SET EXERCISE 1 =>
List every Canadian transportation regulatory body named in the history of transportation regulation below.

DOCUMENT EXCERPT =>
— START —
In 2004, the Canadian Transportation Agency marks 100 years of service to Canadians in motion. I believe, as this history of transportation regulation chronicles, that the Agency and its predecessors reflect nothing less than the evolution of Canada itself, its economic development and its changing place in the world.
On February 1, 1904, the Board of Railway Commissioners, with its authority over railways, was established as the Canadian government's first independent regulatory body.
That first board, with the full powers of a Superior Court, became the model for not only the transportation agencies that succeeded it, but for federal regulators in other fields as well. It is not surprising that the Canadian government's regulatory history would have been pioneered by a transportation board. The sheer vastness of our country has made transportation perhaps the most fundamental and critical component of Canadian economic and political development. Over time, uniquely Canadian institutions have been created to ensure that the public good is protected in the development of our transportation systems.
That first Board of Railway Commissioners, with jurisdiction over railway freight rates, construction and line abandonment, among other things, was quite regimented in its approach. It existed for 34 years, from the heyday of railway expansion when railway promoters rushed hither and yon to lay down new tracks, until the Depression-era retrenchment of railways and the emergence of competition from automobiles and aircraft.
The Board of Transport Commissioners was created in 1938 to succeed the first board and assume additional authority over air and marine matters. However, the Government of Canada, seeking a tighter rein on the airline industry, went on to create a separate Air Transport Board in 1944. In 1947, the Canadian Maritime Commission assumed authority over marine matters.
The Canadian Transport Commission (CTC), which emerged in 1967, was created to deal with all modes of transportation as a competitive whole. Part of its mandate was to rationalize the over-built and under-used railways. It was a difficult time for the Canadian railways and their customers, a time I recall from when I was living on the Prairies. A railway was allowed to apply to abandon rail lines, but the CTC was required to hold hearings to determine if the service was required in the public interest, in which case the service would be continued and the railway would be compensated. Otherwise, lines were abandoned. It was an unwieldy and costly process.
In the early 1980s, Canada embraced the international trend toward deregulation. The most notable development during that period was the Staggers Act, which deregulated railways in the United States. Deregulation of airlines followed. The move to deregulation in Canada was more gradual and balanced, and it led to the creation of the National Transportation Agency in 1987.
That trend toward less-intrusive regulation has continued with the Canadian Transportation Agency in 1996 and its regime is certainly the least-regulated in our country's history. Competition and market forces are now the drivers, as opposed to strict rules. Railways and airlines are mainly free of rate regulation. They have freedom of market entry and exit, as well as freedom to abandon operations. Airlines are still regulated under the terms of international agreements but, domestically, they can operate with relatively little intrusion by government.
Today, the Agency deals much differently with its clients and constituents than in the past. Whereas its predecessors maintained a distance from their clients, the Agency today reflects how the world has changed to become more user-friendly, more citizen-focused. Still mindful that we are a court and must maintain independence and impartiality, we at the Agency feel strongly that we have a responsibility to the public, carriers and consumers to ensure they are fully aware of their rights and obligations under the Agency's governing legislation. Our emphasis now is on communication and outreach. At the same time, we strive to keep up with developments in the transportation industry, to be informed and tuned in.
— END —
RECORDED INFORMATION =>
— START —
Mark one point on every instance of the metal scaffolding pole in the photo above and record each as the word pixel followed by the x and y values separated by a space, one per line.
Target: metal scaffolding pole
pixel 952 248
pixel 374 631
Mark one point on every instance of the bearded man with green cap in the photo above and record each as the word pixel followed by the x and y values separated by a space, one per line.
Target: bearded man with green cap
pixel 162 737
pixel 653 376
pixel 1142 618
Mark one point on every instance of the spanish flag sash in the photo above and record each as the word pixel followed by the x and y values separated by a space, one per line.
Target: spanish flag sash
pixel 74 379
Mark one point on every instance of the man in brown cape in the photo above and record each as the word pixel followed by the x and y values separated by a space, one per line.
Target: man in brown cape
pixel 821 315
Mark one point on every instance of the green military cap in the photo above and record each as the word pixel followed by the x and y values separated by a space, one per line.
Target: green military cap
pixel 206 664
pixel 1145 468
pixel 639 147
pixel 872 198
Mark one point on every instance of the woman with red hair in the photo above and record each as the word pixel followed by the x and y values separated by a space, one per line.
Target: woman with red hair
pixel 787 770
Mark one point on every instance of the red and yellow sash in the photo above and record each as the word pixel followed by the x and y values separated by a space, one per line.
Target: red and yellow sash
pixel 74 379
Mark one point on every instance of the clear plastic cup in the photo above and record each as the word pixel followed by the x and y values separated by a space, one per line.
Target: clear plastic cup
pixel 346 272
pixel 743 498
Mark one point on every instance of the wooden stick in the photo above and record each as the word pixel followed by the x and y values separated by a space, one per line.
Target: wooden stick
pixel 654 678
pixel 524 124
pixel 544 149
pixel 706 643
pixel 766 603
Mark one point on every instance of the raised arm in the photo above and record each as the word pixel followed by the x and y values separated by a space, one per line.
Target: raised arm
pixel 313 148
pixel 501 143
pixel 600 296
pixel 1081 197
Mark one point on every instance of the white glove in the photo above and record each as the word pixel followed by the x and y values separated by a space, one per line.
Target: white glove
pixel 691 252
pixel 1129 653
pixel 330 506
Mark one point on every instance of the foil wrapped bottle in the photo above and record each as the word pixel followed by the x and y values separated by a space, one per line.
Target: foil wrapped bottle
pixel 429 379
— END —
SET EXERCISE 2 =>
In the records, swap "wooden stick" for "bamboo pole" in the stretch from the line containing "Mark one point on every instance of the wooden" through the line containing "pixel 766 603", and return only those lines with nothing else changed.

FULL SOLUTION 1 =>
Board of Railway Commissioners
Board of Transport Commissioners
Air Transport Board
Canadian Maritime Commission
Canadian Transport Commission (CTC)
National Transportation Agency
Canadian Transportation Agency

FULL SOLUTION 2 =>
Mark one point on every instance of the bamboo pole in the photo above and record each as the word pixel followed by the x and y values separated by a space, one per line.
Target: bamboo pole
pixel 654 678
pixel 524 124
pixel 544 149
pixel 706 643
pixel 766 603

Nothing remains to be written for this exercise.